» **Task goal**
Can you reproduce all of the data below line for line, without changing anything but leaving out the pictures?

# Input rows start

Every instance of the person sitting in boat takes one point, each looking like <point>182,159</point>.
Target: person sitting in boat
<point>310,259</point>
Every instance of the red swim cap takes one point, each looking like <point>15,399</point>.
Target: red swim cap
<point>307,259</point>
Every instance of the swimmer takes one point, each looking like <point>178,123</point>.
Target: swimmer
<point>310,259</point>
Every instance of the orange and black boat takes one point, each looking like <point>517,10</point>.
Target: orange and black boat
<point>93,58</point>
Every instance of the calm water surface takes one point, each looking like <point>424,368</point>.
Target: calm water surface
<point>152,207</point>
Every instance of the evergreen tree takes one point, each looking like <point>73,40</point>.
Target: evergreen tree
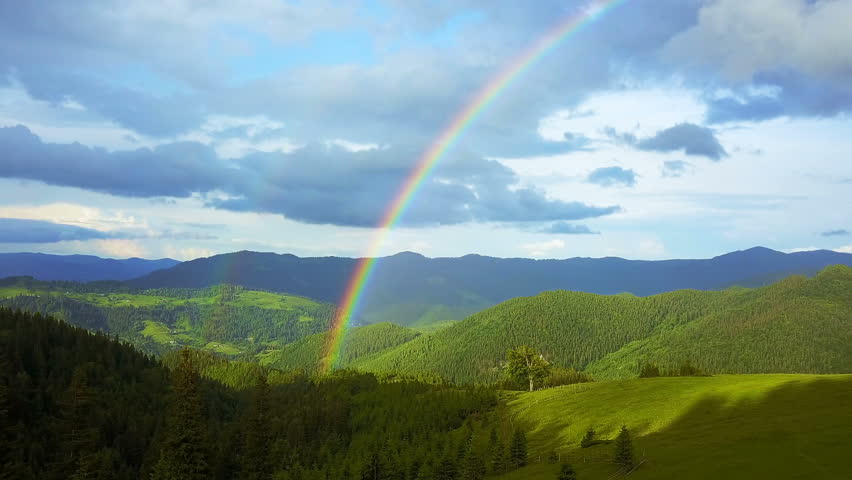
<point>648,370</point>
<point>566,472</point>
<point>472,467</point>
<point>5,441</point>
<point>518,449</point>
<point>447,469</point>
<point>525,364</point>
<point>499,459</point>
<point>372,469</point>
<point>623,450</point>
<point>588,439</point>
<point>184,450</point>
<point>256,463</point>
<point>80,440</point>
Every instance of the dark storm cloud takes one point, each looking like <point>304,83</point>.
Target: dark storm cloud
<point>14,230</point>
<point>687,137</point>
<point>612,177</point>
<point>566,228</point>
<point>795,95</point>
<point>315,184</point>
<point>171,170</point>
<point>407,97</point>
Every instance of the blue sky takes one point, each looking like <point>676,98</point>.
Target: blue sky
<point>666,129</point>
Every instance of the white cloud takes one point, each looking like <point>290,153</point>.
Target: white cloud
<point>79,215</point>
<point>256,134</point>
<point>745,37</point>
<point>353,146</point>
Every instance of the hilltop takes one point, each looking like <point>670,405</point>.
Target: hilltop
<point>799,325</point>
<point>412,290</point>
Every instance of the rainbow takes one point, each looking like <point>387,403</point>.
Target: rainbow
<point>429,159</point>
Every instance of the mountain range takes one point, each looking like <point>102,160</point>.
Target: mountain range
<point>412,290</point>
<point>78,268</point>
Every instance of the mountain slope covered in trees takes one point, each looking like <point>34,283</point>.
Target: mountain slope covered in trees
<point>412,290</point>
<point>79,268</point>
<point>79,405</point>
<point>225,319</point>
<point>801,325</point>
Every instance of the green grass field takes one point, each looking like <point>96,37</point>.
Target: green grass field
<point>726,426</point>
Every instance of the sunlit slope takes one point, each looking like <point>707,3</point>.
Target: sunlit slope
<point>798,325</point>
<point>727,426</point>
<point>360,342</point>
<point>224,319</point>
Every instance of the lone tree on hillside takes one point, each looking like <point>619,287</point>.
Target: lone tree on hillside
<point>525,364</point>
<point>623,450</point>
<point>588,439</point>
<point>566,473</point>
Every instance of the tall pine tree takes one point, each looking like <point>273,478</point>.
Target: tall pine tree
<point>256,463</point>
<point>566,472</point>
<point>472,466</point>
<point>623,450</point>
<point>518,449</point>
<point>79,459</point>
<point>184,450</point>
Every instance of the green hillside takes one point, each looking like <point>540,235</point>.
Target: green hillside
<point>306,353</point>
<point>727,426</point>
<point>798,325</point>
<point>225,319</point>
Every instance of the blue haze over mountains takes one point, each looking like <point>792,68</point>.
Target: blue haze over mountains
<point>408,286</point>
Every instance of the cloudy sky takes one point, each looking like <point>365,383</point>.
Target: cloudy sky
<point>664,129</point>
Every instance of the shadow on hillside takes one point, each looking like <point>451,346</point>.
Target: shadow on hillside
<point>801,429</point>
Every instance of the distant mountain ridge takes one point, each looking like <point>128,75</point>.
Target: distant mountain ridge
<point>413,290</point>
<point>78,268</point>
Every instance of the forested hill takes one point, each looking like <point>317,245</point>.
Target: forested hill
<point>413,290</point>
<point>798,325</point>
<point>77,405</point>
<point>79,268</point>
<point>224,319</point>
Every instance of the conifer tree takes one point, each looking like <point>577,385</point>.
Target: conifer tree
<point>447,469</point>
<point>566,472</point>
<point>525,364</point>
<point>5,443</point>
<point>623,450</point>
<point>518,449</point>
<point>184,450</point>
<point>372,469</point>
<point>472,467</point>
<point>588,439</point>
<point>80,450</point>
<point>499,459</point>
<point>256,463</point>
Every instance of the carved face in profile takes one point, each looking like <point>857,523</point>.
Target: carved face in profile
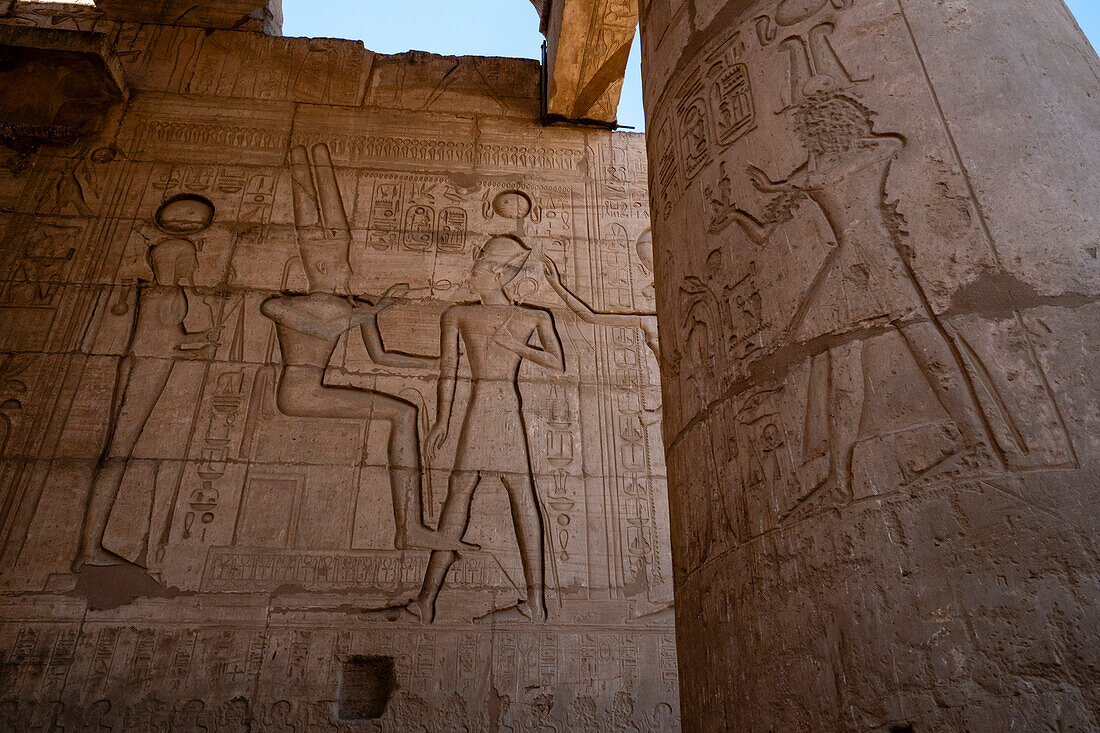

# Input rows end

» **Output below**
Every instance of the person sitting in boat takes one point, each looking like <point>182,159</point>.
Target: person sitting in boat
<point>310,259</point>
Every instance of the red swim cap takes one point, each looking like <point>15,399</point>.
Target: red swim cap
<point>307,259</point>
Every instance of the swimmer takes one point, each looking like <point>178,123</point>.
Target: swimmer
<point>310,259</point>
Every instance of the orange and black boat takes one point, each looking like <point>517,10</point>.
Target: orange and black boat
<point>93,58</point>
Every instance of the calm water surface takes one point, each looking like <point>424,368</point>.
Target: calm water surface
<point>152,207</point>
Every instance of the evergreen tree takes one point, each looking like <point>73,40</point>.
Target: evergreen tree
<point>648,370</point>
<point>566,472</point>
<point>472,467</point>
<point>5,441</point>
<point>518,449</point>
<point>447,469</point>
<point>525,364</point>
<point>499,459</point>
<point>372,469</point>
<point>623,450</point>
<point>588,439</point>
<point>184,450</point>
<point>256,463</point>
<point>80,440</point>
Every instance of the dark storm cloud takes one point, each looking like <point>304,83</point>.
Target: dark storm cloud
<point>14,230</point>
<point>687,137</point>
<point>612,177</point>
<point>566,228</point>
<point>795,95</point>
<point>315,184</point>
<point>171,170</point>
<point>407,97</point>
Every instance of the blue sky takes one point, each looking like <point>676,98</point>.
Target: blue sky
<point>666,129</point>
Every instance of the white cloud takes one point, each looking like <point>290,153</point>.
Target: white cloud
<point>79,215</point>
<point>256,134</point>
<point>745,37</point>
<point>353,146</point>
Every instance of the hilltop takes one point, each looking like <point>670,405</point>.
Target: hilltop
<point>799,325</point>
<point>412,290</point>
Every instance of the rainbow takes one point, each looking like <point>387,403</point>.
Target: rainbow
<point>429,159</point>
Every instance of the mountain range takes one point, each looking like <point>102,160</point>.
Target: mountain range
<point>412,290</point>
<point>78,268</point>
Every instance of the mountain slope covered in trees takes one point, each looking like <point>34,283</point>.
Target: mountain slope covered in trees
<point>412,290</point>
<point>79,268</point>
<point>79,405</point>
<point>225,319</point>
<point>801,325</point>
Every instance of the green grass field takes one point, each looking like <point>96,37</point>.
Target: green grass field
<point>726,426</point>
Every instance of the sunlit slope takes one point, each looking like <point>707,3</point>.
Target: sunlit slope
<point>798,325</point>
<point>727,426</point>
<point>360,342</point>
<point>224,319</point>
Every instance of the lone tree on hillside takes one point, each looking like <point>619,287</point>.
Target: lone tree on hillside
<point>525,364</point>
<point>623,450</point>
<point>588,439</point>
<point>566,473</point>
Every instance of the tall pine tree takes one point, each looking like <point>273,478</point>.
Target: tall pine tree
<point>256,463</point>
<point>566,472</point>
<point>472,466</point>
<point>623,450</point>
<point>518,449</point>
<point>79,459</point>
<point>184,450</point>
Every instance of the green hillside takes one point, each looking like <point>540,235</point>.
Target: green hillside
<point>306,353</point>
<point>727,426</point>
<point>798,325</point>
<point>225,319</point>
Every instance of the blue haze over mountains takes one point, each looking like <point>792,68</point>.
Target: blue haze over mountains
<point>408,286</point>
Every instance of the cloudy sky takes one point, each looking like <point>365,383</point>.
Target: cloudy sky
<point>664,129</point>
Every instance of the shadow on hillside takes one point, each looking like <point>451,346</point>.
Target: shadow on hillside
<point>801,429</point>
Every instance of the distant mountain ridge takes one point, each looking like <point>128,75</point>.
Target: distant mountain ridge
<point>413,290</point>
<point>78,268</point>
Every instance of the forested hill takes one point, each looking like <point>317,245</point>.
Target: forested hill
<point>413,290</point>
<point>798,325</point>
<point>77,405</point>
<point>79,268</point>
<point>224,319</point>
Every instance of the conifer tree takes one point, each looking like <point>577,385</point>.
Target: conifer tree
<point>447,469</point>
<point>566,472</point>
<point>525,364</point>
<point>5,443</point>
<point>623,450</point>
<point>518,449</point>
<point>184,450</point>
<point>372,469</point>
<point>472,467</point>
<point>588,439</point>
<point>80,450</point>
<point>499,459</point>
<point>256,463</point>
Every instance of the carved face in profile takes one point, each looking like <point>857,523</point>.
Target: carved face in profile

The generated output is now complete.